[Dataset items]
★ ★ ★ ★ ★ ★ ★

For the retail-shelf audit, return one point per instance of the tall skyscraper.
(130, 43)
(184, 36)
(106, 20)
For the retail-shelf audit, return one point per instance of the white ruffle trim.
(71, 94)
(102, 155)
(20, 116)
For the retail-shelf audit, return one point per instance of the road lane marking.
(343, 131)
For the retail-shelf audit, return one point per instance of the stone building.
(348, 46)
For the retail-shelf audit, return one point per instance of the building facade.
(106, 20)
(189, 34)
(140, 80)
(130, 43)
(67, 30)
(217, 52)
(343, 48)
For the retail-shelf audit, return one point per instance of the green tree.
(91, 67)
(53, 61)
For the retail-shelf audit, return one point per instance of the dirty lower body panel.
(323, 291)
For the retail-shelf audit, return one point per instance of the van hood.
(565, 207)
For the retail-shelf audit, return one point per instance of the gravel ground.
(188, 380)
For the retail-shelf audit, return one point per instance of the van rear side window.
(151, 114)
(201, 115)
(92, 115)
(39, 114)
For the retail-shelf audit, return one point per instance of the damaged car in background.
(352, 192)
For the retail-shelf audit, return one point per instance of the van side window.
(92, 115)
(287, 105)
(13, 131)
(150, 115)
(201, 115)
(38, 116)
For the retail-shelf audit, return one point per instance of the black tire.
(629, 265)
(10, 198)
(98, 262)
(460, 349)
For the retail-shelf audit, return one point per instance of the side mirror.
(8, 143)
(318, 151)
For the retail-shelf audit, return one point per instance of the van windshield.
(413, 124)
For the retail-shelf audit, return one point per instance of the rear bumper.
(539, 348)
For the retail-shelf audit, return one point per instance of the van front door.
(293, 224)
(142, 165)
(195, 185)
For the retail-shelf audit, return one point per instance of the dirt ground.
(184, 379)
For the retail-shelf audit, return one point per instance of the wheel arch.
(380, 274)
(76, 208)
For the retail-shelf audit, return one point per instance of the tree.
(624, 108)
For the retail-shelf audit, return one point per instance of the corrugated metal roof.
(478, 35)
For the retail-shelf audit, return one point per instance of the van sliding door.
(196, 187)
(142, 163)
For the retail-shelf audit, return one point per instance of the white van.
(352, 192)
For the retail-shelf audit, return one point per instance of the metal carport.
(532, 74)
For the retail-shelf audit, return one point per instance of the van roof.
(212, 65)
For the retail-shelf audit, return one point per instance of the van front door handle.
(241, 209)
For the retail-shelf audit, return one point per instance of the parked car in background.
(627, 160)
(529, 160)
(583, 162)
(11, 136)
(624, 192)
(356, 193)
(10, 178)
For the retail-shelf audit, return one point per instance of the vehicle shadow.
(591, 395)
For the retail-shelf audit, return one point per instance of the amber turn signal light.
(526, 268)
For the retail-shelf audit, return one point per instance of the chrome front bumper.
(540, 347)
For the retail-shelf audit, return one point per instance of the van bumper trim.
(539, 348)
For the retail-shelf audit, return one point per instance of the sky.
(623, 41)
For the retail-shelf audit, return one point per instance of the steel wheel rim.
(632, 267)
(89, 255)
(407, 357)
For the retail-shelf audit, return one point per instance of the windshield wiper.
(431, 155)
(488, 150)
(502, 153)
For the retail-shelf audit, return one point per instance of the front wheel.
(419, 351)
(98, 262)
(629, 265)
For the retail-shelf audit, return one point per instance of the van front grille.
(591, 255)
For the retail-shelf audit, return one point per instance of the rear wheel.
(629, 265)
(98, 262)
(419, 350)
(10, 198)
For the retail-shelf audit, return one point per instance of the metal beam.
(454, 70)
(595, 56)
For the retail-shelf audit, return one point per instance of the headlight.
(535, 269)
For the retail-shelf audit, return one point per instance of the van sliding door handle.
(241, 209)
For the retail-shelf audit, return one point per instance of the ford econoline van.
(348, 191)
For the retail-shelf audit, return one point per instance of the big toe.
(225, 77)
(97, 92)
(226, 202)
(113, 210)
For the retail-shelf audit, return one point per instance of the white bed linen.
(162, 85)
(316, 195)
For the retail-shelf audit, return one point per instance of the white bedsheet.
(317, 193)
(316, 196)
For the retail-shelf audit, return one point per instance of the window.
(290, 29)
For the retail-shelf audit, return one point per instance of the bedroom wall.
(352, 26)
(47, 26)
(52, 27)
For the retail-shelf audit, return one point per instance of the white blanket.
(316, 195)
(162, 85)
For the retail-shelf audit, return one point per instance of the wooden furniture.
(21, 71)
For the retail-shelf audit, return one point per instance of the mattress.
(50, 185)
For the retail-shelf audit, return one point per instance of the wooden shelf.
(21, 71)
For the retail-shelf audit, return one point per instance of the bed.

★ ★ ★ ★ ★ ★ ★

Express the lines from the one containing "the white blanket." through the end as a JSON list of strings, one string per line and with blank lines omitted.

## Solution to this problem
[
  "For the retail-shelf audit, return one point per instance of the white blanket.",
  "(316, 195)",
  "(162, 85)",
  "For the retail-shelf audit, return one point per instance of the wooden furniture.",
  "(21, 71)",
  "For the retail-shelf audit, return one point per instance of the mattress.",
  "(50, 185)",
  "For the retail-shelf audit, return one point per instance of the wooden shelf.",
  "(21, 71)",
  "For the retail-shelf audit, return one point per instance of the bed."
]